▶

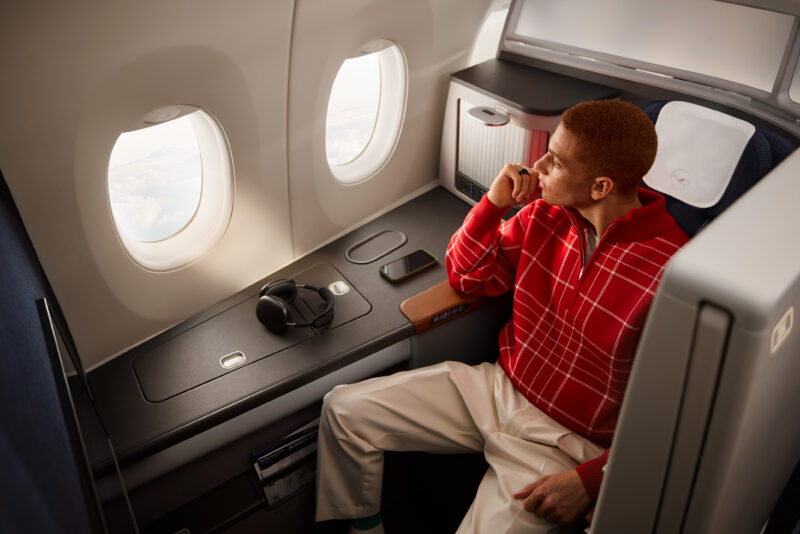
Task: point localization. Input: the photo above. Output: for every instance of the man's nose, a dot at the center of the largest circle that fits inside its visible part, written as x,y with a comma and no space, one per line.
539,165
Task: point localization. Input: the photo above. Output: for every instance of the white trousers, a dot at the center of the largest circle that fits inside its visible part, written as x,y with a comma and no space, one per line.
445,408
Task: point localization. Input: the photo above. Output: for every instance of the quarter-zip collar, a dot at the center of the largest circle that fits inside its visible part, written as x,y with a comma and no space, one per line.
638,224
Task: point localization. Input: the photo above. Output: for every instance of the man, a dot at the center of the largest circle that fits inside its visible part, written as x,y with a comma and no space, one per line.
584,261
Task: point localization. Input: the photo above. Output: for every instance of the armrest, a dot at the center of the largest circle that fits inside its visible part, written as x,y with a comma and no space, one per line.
438,305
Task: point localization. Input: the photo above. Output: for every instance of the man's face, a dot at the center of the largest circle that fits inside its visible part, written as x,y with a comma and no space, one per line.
563,179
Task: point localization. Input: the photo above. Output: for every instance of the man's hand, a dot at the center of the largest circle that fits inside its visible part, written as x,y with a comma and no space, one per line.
559,498
511,188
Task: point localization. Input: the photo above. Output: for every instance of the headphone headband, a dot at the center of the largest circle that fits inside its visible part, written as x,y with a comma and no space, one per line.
326,315
273,311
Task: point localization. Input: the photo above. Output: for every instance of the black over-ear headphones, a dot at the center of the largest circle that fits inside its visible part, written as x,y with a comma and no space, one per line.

◀

### Exercise brief
Change "largest circle" to "biggest circle" wherever it occurs and reproduce all the entries above with no other edits. Omit the picture from your answer.

### Result for this exercise
Task: point localization. Input: the photo above. Output: for every instance of the man's nose, a dot at the center of the biggest circle that fits inside its visible part, written as x,y with a comma and no space, one per line.
539,165
Task: point localization. Input: the photo above. Output: for every instance of the white trousers, a dot at the center of the biggest circle that fits inside its visible part, written as x,y with a comma and no space, one per line.
445,408
Task: point localization. Input: the photo above. Output: for every instance of the quarter-zip collar, a dot at the center of the biggest circle that fits inside its visible part, written as x,y with a comma and no space, one per line.
638,224
Task: point localization. Input: the photo above. Output: for every instance of the man, a dot at the center of the biggest circle that fits inside its visible part, written as x,y with a comma and no space, one per line.
584,261
Task: point localization. Input: the photo above. Output: for every instance of the armrest, a dot at the center of the biggest circle that fits inside its visible part, written as x,y with a comma and no space, one per line.
438,305
Task: point localization. Input: the photo above. Output: for every instance of the man's face, a dot at the center of the biggest circle that fits inside its visible part, written as x,y with a comma and no space, one per line.
563,179
Task: point localization. Input: the photo above. Output: for every instance of the man's hand, a dot at the center of the biggest circle that fits inside its visible part, written as x,y with a comma and no space, one per line.
559,498
511,188
Task: point localization. Input: the photo above. Output: for every instance of the headphone headband, a dot at the center of the biggest circle that fits inside its visible part, written as x,y with a comma and no space, one per line.
326,315
273,311
Task: point localization. Input: the photo above. Output: for every instance of the black over-ear headphones, a dot at the center of the biggest circle that fits inside its visible part, written as x,y with a comma and no space, one per line.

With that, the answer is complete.